-- Data rows start --

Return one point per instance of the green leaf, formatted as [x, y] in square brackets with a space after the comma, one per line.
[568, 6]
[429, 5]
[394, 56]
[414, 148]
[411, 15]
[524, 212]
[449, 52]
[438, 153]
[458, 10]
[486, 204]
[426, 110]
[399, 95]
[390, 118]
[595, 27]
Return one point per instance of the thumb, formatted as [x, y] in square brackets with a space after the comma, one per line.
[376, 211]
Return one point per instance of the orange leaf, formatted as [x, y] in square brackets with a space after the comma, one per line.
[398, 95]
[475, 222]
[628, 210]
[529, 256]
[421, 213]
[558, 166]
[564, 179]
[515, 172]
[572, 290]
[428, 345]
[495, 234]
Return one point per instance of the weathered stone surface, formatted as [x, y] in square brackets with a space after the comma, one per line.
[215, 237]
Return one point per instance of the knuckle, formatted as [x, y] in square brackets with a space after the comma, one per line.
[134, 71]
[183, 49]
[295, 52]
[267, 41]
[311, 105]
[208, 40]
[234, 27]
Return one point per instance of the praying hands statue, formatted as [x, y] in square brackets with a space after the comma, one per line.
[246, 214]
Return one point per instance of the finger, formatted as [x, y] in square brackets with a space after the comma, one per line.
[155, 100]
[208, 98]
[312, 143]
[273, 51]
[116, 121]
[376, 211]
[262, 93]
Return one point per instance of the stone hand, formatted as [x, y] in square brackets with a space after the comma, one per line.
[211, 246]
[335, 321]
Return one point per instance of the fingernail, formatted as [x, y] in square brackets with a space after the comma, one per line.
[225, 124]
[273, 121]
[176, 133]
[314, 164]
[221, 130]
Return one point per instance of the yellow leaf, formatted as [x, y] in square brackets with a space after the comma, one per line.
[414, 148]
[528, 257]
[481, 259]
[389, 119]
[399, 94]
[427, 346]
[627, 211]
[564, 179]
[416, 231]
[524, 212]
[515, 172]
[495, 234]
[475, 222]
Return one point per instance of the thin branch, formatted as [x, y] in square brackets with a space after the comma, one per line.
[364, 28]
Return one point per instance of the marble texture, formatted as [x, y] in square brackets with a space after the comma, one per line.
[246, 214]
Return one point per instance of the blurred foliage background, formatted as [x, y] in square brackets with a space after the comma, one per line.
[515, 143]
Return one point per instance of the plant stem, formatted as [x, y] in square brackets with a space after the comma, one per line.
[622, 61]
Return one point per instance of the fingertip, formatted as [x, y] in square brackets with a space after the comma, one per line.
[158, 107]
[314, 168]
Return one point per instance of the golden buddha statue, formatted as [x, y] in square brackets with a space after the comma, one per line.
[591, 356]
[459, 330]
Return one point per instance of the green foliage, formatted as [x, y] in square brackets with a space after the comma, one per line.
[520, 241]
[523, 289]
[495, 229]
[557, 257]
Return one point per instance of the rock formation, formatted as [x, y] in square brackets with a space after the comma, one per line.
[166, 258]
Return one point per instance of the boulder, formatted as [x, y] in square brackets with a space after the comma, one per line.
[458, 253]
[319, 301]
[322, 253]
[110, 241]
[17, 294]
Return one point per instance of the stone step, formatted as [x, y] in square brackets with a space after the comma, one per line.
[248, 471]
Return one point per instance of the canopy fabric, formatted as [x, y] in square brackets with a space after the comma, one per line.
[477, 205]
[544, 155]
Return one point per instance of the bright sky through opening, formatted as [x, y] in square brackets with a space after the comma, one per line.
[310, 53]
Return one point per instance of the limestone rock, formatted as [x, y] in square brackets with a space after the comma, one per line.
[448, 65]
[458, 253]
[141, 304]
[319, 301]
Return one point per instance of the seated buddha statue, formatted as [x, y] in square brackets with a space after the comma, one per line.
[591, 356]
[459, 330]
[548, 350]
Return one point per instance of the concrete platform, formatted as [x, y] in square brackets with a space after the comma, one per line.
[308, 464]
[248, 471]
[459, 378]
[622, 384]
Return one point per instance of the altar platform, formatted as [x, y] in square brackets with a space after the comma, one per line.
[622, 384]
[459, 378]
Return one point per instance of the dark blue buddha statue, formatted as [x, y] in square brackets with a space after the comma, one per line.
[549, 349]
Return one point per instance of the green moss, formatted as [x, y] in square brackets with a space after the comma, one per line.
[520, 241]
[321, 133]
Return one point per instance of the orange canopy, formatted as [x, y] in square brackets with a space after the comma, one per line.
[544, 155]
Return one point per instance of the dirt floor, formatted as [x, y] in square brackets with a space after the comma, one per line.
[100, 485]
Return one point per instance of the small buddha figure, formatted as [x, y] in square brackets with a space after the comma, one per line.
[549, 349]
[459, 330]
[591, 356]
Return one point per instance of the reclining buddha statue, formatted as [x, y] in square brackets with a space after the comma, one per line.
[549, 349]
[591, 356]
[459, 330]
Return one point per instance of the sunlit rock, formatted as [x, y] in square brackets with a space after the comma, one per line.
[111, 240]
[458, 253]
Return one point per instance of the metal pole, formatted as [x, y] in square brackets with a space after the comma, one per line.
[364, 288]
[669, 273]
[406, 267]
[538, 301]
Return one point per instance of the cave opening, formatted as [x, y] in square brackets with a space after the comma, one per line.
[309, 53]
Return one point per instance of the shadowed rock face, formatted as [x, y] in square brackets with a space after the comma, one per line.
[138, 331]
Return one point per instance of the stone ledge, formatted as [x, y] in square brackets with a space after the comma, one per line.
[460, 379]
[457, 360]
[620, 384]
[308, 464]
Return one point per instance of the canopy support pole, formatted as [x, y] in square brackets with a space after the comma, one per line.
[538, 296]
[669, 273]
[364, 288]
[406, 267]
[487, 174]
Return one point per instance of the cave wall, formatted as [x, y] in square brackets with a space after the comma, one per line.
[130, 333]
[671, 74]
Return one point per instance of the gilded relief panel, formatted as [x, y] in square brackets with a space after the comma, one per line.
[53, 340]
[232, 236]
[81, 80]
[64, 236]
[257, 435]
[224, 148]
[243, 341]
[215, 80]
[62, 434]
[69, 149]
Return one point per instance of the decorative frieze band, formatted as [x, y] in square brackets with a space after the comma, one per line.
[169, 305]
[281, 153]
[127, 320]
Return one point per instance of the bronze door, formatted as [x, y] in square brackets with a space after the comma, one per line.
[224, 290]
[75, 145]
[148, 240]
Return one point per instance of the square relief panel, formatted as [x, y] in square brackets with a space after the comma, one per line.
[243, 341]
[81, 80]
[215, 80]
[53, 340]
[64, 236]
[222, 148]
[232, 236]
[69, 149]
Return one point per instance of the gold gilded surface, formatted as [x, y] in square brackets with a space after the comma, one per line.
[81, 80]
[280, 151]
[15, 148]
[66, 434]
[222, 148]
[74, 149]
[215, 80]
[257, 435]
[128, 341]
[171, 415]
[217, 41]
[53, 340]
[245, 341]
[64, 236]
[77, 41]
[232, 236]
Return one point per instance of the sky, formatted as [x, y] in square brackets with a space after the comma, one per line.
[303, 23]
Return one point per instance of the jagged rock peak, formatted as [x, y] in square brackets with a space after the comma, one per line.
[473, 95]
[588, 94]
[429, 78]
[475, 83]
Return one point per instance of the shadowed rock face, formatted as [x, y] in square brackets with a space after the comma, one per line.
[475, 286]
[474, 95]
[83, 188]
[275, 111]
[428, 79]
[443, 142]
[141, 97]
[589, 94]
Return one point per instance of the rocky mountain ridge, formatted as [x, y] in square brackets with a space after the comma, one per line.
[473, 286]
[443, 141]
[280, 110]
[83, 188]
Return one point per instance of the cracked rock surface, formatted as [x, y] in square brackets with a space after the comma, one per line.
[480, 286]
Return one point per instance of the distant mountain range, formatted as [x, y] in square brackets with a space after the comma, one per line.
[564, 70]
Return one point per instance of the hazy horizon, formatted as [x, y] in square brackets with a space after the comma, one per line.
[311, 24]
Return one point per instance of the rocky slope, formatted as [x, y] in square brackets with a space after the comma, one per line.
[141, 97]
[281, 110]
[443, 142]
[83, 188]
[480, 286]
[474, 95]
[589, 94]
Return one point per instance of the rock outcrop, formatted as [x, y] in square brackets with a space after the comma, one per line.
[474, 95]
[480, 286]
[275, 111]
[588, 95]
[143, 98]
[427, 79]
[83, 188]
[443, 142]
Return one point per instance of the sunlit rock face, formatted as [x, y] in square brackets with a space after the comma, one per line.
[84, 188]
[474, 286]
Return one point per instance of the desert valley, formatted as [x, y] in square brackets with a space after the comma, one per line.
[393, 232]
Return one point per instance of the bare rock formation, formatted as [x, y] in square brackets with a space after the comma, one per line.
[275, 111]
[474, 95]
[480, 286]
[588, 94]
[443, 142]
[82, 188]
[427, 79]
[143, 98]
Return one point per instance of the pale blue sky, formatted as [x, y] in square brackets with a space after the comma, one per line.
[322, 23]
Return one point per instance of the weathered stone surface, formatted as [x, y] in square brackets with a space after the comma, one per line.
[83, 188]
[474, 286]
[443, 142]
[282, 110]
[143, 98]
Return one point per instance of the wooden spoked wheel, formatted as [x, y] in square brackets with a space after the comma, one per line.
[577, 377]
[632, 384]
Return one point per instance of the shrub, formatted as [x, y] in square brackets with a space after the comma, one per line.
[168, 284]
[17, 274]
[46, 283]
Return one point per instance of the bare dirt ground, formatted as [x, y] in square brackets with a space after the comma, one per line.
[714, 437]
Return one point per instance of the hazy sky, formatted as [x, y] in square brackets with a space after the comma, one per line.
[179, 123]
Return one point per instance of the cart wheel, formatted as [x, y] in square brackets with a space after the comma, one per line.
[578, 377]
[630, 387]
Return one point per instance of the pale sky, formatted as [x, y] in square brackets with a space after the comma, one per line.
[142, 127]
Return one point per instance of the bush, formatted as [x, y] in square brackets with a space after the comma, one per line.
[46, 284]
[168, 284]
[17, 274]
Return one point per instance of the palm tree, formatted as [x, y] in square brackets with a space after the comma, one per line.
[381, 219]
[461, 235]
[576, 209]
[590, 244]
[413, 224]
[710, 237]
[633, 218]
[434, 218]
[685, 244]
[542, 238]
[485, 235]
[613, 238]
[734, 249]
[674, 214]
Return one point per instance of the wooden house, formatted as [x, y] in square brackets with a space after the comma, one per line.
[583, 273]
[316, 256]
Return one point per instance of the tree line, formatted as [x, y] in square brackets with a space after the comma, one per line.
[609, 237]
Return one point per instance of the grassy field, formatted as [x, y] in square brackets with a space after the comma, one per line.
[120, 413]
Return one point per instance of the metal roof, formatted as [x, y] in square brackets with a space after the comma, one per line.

-- Data rows end --

## What needs to be done
Give again only the lines starting at the one that contains "Return one point per instance of the pale blue" and running to the end of the data.

## The completed task
Return one point per instance of the pale blue sky, formatted as [x, y] in square brackets with a space after the comma, one per line.
[322, 23]
Return one point per instance of the weathered stone surface, formatted as [x, y] in square brackets with a space after the comma, one per line.
[83, 188]
[474, 286]
[443, 142]
[282, 110]
[143, 98]
Return one point per instance of the wooden spoked wheel, formatted as [x, y] in square brackets with a space after the comma, one per line.
[577, 377]
[632, 384]
Return one point per instance of the shrub, formatted as [x, y] in square brackets with a space after the comma, one per line.
[168, 284]
[17, 274]
[46, 283]
Return one point per instance of the bare dirt ground, formatted as [x, y] in square brackets with a space after the comma, one per line.
[714, 437]
Return one point per instance of the hazy sky, formatted as [x, y] in square brackets with a space after the comma, one per line.
[179, 123]
Return one point per instance of the cart wheel, formatted as [x, y] in square brackets with a space after the comma, one per line.
[578, 377]
[630, 387]
Return one point per instance of the pale sky, formatted as [x, y] in square brackets with a space after the comma, one per line.
[142, 127]
Return one point per instance of the bush, formatted as [x, y] in square brackets with a space after the comma, one per line.
[46, 284]
[168, 284]
[17, 274]
Return one point per instance of the palm tree, formatted as [x, y] in square brackets with a space after the comma, one per line.
[381, 219]
[461, 235]
[576, 209]
[590, 244]
[413, 224]
[710, 237]
[633, 218]
[434, 218]
[685, 244]
[542, 238]
[485, 235]
[613, 238]
[734, 249]
[674, 214]
Return one point per instance of the wooden house, formatted as [x, y] in square brackets with a space after the comma, one per line.
[583, 273]
[316, 256]
Return one point per instance of the tree line, formatted as [x, y] in square brackets with a space after the comma, one per line.
[609, 237]
Return one point per instance of the grassy field, formatted as [x, y] in square brackets with a space after the comma, one per line.
[120, 413]
Return one point per instance of the metal roof, formatted as [x, y] in square brackets with a space after the comma, one per line.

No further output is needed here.